Source data ::
______________________________

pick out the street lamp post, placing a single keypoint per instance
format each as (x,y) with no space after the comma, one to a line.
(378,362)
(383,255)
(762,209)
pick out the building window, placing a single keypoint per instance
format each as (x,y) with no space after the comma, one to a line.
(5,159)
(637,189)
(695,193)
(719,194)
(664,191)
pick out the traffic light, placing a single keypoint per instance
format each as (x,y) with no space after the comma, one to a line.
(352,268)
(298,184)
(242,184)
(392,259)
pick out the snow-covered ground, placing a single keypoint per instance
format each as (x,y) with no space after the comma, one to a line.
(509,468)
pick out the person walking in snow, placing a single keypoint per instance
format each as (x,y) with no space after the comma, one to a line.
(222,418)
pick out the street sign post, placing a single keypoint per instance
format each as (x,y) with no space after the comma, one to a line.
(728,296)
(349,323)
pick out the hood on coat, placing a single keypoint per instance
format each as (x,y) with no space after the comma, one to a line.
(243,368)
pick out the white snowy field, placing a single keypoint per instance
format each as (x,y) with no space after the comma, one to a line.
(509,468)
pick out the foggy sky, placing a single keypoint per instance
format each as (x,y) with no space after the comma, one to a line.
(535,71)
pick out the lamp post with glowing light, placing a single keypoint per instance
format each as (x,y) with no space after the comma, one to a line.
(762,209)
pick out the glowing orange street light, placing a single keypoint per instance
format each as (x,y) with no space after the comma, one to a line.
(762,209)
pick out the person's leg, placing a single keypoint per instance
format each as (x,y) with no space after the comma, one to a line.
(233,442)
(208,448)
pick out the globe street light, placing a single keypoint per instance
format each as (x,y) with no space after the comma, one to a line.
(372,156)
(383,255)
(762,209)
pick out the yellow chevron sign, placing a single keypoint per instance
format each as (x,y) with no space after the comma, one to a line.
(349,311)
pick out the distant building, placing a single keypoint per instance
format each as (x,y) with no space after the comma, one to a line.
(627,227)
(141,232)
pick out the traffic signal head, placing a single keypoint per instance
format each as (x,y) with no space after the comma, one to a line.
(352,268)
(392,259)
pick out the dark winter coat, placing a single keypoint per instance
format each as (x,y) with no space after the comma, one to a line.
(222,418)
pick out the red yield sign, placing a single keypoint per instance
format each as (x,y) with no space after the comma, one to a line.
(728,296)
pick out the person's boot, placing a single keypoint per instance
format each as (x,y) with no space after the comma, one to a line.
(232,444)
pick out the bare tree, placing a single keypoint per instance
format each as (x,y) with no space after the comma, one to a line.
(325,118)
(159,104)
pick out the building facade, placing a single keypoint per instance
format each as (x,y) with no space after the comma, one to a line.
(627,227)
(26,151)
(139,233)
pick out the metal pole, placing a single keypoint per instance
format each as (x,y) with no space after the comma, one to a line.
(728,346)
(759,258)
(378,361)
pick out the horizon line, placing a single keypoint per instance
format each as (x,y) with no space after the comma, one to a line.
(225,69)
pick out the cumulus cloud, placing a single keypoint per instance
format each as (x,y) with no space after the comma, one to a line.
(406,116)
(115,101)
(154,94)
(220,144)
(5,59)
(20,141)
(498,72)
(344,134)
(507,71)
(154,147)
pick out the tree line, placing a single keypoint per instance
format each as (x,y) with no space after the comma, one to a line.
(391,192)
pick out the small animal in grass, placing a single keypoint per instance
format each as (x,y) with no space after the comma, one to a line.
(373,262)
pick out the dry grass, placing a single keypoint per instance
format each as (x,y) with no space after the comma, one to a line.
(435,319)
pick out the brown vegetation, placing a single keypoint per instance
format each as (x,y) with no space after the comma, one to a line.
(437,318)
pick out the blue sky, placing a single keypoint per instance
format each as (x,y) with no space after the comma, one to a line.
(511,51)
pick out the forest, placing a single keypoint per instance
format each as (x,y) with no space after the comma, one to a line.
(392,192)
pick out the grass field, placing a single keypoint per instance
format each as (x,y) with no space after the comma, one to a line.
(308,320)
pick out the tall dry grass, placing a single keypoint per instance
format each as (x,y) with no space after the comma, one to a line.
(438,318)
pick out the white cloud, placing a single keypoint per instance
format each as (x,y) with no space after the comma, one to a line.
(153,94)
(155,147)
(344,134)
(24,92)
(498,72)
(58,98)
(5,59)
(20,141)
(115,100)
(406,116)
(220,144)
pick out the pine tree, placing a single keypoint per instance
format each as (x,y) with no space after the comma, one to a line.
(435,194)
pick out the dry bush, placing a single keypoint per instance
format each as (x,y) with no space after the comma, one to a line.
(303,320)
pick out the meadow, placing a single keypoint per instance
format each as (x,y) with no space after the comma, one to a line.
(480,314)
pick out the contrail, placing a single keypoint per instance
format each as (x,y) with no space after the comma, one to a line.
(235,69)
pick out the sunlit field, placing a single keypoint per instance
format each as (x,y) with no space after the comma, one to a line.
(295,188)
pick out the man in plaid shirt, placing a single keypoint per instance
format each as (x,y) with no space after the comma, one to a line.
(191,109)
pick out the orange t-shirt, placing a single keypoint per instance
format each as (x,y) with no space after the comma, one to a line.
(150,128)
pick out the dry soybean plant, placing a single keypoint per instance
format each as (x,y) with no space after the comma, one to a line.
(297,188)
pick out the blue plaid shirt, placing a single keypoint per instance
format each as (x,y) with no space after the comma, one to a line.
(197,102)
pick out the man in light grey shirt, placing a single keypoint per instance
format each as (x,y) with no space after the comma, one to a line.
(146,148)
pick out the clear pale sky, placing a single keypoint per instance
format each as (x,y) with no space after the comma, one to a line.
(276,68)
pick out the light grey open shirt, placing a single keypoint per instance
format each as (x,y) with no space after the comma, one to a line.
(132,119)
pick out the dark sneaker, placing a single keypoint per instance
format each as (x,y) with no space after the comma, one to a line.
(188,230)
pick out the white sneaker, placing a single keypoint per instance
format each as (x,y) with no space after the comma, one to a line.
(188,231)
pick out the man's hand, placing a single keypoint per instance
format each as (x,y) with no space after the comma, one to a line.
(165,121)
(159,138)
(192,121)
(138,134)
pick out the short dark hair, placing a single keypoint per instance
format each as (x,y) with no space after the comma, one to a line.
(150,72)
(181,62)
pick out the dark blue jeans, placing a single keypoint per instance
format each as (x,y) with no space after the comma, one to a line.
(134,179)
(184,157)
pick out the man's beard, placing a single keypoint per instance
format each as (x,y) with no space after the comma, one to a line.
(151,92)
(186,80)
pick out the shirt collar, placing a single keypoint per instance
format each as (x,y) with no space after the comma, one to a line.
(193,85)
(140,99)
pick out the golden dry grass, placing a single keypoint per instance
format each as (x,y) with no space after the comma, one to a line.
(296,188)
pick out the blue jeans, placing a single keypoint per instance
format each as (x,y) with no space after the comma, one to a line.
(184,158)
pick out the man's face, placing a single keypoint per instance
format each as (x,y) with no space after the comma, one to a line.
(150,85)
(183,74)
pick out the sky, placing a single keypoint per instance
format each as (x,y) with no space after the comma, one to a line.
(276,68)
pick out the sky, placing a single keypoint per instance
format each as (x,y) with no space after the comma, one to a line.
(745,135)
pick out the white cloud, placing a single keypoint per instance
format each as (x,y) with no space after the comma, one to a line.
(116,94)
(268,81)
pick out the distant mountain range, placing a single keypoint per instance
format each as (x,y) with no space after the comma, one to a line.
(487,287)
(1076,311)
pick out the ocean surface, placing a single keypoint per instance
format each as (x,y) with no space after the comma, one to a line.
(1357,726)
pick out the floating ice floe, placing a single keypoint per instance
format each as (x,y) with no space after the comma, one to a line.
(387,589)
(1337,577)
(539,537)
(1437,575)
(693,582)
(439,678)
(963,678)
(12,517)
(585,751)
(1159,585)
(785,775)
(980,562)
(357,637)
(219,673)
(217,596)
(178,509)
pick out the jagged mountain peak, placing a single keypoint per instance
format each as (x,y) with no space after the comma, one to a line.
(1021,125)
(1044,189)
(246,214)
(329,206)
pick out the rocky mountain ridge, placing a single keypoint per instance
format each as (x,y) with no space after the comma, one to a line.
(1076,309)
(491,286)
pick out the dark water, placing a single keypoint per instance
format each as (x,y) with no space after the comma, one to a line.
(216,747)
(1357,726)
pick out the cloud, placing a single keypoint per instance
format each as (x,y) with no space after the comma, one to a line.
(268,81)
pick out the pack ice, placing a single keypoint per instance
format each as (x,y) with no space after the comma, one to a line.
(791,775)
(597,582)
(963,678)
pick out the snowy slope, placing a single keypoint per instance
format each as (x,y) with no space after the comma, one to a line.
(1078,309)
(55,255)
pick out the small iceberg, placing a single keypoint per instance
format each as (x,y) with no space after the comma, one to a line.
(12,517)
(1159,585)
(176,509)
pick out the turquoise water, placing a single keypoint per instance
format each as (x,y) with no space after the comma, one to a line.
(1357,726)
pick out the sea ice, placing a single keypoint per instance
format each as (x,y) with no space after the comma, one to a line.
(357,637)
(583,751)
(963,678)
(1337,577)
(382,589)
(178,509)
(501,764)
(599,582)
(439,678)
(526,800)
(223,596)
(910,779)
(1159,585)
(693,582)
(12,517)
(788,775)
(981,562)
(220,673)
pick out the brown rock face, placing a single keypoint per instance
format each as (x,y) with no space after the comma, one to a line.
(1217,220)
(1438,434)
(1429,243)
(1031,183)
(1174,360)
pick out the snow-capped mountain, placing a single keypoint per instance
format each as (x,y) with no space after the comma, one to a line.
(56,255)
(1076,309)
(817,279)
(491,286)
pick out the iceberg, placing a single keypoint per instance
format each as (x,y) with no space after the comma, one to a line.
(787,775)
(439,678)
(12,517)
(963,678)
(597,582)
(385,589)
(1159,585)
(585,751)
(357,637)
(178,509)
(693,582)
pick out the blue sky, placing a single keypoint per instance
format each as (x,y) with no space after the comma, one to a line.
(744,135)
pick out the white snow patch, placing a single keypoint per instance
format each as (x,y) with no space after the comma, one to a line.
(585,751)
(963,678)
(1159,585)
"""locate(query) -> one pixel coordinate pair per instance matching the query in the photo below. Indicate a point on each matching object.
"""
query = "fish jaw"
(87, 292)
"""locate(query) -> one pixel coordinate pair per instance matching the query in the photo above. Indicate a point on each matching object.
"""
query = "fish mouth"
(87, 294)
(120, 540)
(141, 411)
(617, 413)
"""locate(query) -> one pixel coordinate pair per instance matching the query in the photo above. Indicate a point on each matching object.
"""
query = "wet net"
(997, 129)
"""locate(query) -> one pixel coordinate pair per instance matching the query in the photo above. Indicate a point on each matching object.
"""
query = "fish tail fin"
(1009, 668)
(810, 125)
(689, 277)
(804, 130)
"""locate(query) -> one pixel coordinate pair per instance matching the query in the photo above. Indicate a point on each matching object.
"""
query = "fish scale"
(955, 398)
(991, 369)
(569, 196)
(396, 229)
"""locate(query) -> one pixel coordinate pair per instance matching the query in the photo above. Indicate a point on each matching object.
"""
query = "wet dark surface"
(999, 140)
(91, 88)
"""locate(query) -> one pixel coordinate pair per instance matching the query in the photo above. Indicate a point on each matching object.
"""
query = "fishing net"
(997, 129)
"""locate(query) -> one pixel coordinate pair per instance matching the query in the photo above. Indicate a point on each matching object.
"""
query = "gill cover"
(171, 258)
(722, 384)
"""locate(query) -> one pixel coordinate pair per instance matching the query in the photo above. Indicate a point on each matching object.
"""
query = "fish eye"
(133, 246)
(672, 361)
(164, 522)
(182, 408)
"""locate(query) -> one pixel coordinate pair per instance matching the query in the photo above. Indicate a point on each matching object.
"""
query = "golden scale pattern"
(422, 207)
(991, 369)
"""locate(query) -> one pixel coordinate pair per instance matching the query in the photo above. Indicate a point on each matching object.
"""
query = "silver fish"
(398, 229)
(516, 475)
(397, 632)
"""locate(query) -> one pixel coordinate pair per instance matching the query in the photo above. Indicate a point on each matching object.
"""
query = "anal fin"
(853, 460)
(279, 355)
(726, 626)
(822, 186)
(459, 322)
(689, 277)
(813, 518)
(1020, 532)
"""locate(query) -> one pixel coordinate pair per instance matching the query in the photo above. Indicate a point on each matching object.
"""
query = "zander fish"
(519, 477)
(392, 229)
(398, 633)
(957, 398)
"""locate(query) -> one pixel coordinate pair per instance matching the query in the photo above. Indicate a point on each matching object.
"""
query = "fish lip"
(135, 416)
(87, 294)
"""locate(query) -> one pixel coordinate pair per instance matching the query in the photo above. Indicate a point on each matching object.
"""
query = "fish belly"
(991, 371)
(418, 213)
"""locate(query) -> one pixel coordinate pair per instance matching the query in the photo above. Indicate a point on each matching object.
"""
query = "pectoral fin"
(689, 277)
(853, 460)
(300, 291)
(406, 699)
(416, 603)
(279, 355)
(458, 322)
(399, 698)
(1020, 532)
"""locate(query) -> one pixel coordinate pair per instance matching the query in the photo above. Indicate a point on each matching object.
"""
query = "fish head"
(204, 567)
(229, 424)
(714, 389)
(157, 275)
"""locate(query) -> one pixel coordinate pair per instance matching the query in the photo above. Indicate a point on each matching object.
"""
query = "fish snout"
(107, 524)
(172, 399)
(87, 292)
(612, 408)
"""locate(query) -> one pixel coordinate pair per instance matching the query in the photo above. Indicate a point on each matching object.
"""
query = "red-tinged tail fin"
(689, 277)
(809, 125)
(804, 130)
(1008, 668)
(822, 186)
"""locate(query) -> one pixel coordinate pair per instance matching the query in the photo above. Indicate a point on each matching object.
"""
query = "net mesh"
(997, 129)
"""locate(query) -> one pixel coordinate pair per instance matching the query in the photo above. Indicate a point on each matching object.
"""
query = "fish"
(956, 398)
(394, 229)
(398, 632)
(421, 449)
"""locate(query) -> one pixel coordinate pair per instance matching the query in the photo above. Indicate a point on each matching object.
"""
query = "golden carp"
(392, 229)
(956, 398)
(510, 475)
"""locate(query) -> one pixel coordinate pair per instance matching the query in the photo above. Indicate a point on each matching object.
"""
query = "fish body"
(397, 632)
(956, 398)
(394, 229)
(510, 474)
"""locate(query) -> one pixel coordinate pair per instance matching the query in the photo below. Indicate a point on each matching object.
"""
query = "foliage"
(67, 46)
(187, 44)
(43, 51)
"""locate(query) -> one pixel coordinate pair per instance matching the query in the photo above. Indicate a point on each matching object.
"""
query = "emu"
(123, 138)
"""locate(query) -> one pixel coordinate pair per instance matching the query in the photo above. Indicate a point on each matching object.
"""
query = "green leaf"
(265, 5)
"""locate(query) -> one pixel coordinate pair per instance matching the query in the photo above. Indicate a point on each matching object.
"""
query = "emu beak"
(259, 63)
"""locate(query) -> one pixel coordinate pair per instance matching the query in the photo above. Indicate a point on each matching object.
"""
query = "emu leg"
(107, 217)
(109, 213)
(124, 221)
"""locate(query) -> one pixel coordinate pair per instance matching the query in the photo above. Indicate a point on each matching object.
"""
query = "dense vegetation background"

______________________________

Your objective :: Report each line in the preceding entries that holds the string "distant".

Exercise result ::
pick out the distant building, placing a single keypoint per instance
pick out the distant mountain range, placing a single keypoint per instance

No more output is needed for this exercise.